To do = Using the data below, return all lines in which "tight" appears.

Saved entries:
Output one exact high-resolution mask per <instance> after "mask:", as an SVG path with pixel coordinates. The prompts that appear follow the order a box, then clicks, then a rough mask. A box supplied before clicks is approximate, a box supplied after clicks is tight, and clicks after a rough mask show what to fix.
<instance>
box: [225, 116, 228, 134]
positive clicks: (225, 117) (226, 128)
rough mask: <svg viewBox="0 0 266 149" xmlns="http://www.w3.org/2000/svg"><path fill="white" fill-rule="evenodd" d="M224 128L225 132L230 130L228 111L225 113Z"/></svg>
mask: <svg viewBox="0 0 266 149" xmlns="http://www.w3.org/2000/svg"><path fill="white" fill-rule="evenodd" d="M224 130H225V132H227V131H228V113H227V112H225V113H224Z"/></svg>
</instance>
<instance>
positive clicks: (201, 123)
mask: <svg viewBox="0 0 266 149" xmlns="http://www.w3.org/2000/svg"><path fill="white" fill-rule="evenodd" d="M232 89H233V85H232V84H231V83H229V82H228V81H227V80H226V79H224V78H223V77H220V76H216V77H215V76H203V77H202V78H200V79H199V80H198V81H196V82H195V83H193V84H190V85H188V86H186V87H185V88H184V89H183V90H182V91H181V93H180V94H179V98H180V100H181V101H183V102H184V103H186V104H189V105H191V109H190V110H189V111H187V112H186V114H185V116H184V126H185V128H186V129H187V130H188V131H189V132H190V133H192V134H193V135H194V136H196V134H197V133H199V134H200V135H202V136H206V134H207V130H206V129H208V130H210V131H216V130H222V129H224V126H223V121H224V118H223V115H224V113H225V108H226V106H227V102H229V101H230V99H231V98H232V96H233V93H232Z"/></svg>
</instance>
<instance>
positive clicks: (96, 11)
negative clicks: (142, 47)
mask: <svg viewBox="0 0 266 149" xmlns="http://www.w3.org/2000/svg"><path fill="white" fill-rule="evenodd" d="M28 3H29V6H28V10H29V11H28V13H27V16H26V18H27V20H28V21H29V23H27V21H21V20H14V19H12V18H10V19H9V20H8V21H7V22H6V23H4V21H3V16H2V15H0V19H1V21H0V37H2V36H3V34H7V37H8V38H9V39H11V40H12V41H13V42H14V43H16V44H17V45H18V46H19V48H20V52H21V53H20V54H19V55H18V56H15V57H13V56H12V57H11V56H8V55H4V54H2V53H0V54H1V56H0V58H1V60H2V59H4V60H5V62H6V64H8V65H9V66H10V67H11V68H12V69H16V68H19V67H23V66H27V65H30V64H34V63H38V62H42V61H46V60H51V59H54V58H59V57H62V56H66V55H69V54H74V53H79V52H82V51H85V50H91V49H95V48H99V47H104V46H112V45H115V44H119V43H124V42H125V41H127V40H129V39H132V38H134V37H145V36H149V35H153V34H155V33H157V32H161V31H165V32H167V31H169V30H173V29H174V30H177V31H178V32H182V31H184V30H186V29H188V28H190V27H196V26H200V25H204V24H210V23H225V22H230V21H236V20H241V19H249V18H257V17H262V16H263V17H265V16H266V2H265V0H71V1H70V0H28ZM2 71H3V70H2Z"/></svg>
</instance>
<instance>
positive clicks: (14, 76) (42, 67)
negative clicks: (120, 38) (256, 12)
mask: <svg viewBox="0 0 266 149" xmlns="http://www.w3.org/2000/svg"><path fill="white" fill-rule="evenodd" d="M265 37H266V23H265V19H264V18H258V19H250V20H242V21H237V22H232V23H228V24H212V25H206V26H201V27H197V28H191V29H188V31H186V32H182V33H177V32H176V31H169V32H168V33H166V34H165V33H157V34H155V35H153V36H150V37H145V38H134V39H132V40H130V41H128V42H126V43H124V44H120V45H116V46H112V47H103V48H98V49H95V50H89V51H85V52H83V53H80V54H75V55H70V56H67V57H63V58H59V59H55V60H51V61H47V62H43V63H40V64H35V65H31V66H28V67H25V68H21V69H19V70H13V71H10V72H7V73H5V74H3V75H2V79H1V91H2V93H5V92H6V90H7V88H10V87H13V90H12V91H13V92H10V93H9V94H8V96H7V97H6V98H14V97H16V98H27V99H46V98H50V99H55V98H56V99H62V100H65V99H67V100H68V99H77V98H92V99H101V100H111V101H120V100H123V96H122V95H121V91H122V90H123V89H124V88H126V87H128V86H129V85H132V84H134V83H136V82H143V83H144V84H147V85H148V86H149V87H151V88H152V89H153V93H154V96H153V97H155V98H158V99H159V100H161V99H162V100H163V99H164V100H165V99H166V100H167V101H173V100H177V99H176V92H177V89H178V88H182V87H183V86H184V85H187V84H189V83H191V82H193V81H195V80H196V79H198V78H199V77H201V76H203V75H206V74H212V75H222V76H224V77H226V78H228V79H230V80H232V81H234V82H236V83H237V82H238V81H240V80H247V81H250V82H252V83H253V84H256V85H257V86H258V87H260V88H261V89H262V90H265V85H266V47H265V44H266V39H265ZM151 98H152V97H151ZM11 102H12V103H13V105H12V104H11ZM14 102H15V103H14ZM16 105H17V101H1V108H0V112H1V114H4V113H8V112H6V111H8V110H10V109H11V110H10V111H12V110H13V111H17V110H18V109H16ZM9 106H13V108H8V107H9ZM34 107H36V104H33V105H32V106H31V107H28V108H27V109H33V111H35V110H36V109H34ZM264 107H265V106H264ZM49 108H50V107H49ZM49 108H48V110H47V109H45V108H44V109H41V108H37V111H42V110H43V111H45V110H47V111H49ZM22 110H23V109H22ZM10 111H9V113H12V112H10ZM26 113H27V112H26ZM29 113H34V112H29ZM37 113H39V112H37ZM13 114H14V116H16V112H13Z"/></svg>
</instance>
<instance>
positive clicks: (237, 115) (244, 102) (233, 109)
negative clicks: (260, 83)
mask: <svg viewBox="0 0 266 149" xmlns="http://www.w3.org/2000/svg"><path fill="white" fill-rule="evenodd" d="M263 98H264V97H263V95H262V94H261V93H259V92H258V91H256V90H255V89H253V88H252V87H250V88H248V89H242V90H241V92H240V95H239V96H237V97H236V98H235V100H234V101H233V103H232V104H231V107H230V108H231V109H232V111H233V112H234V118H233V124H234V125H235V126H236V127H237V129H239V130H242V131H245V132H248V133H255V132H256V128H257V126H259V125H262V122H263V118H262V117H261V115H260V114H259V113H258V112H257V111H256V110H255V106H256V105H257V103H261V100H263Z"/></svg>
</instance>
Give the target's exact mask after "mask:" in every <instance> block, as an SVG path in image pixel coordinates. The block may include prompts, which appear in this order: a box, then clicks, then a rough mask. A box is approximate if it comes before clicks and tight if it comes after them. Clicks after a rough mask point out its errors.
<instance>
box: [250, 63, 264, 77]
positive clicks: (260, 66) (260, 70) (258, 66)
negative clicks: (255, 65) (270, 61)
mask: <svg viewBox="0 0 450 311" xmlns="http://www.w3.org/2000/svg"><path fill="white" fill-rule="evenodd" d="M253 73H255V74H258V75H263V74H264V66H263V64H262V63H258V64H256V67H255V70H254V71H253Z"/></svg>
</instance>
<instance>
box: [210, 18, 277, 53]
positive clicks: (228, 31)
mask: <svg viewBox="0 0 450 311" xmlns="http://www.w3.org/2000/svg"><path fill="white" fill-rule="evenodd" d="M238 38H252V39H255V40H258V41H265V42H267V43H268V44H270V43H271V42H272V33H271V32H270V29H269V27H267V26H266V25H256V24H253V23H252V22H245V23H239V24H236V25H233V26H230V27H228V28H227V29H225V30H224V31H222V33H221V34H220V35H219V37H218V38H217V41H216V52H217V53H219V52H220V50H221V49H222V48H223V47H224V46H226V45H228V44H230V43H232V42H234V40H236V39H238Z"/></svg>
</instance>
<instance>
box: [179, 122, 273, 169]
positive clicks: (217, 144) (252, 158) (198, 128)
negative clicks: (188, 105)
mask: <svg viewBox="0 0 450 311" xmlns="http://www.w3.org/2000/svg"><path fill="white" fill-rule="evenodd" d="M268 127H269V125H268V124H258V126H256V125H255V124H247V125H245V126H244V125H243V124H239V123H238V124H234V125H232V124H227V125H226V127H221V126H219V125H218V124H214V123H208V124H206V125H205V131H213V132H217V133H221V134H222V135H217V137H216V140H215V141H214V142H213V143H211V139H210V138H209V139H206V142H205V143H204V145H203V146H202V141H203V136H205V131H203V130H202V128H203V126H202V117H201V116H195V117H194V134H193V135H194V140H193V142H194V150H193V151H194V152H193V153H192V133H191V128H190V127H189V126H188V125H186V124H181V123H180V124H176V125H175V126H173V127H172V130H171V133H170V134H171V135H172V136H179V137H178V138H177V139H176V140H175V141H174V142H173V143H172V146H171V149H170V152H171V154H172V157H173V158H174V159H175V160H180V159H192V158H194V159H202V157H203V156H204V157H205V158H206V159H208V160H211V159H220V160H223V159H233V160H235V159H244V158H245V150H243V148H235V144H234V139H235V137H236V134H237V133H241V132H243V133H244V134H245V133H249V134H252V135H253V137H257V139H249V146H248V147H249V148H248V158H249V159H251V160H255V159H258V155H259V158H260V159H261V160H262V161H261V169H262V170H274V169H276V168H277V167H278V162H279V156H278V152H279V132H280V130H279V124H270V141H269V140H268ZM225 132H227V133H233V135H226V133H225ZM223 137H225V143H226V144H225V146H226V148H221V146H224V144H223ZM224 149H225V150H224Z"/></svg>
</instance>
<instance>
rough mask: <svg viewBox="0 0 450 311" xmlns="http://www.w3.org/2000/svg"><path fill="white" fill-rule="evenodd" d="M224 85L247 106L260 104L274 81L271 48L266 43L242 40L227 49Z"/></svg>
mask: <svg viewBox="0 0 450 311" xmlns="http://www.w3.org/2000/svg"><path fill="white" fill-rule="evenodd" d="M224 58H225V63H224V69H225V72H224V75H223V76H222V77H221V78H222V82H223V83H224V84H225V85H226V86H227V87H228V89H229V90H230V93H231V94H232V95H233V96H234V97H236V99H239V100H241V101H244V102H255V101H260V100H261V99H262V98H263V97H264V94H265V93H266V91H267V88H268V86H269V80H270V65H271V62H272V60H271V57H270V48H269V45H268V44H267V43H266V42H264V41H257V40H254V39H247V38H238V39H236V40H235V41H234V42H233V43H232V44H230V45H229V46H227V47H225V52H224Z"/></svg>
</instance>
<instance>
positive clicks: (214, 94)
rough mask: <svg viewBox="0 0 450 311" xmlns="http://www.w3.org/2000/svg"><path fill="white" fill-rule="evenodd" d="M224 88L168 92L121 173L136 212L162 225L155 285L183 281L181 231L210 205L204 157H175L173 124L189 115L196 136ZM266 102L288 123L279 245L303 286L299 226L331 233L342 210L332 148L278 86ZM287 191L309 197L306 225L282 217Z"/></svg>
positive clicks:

Written answer =
Output one exact high-resolution mask per <instance> after "mask:", as an SVG path with pixel coordinates. The prompts that appear follow the order a box, then clicks, then a rough mask. A box supplied before clicks is approximate, a box supplied after clicks is tight, and clicks after a rough mask show what to fix.
Give the target's exact mask after "mask:" in every <instance> block, as an SVG path in image pixel coordinates. The block may include prompts, which appear in this order: a box, then clicks, then a rough mask. A box is approximate if it comes before clicks and tight if it comes after them. Clicks after a rough mask point out its errors.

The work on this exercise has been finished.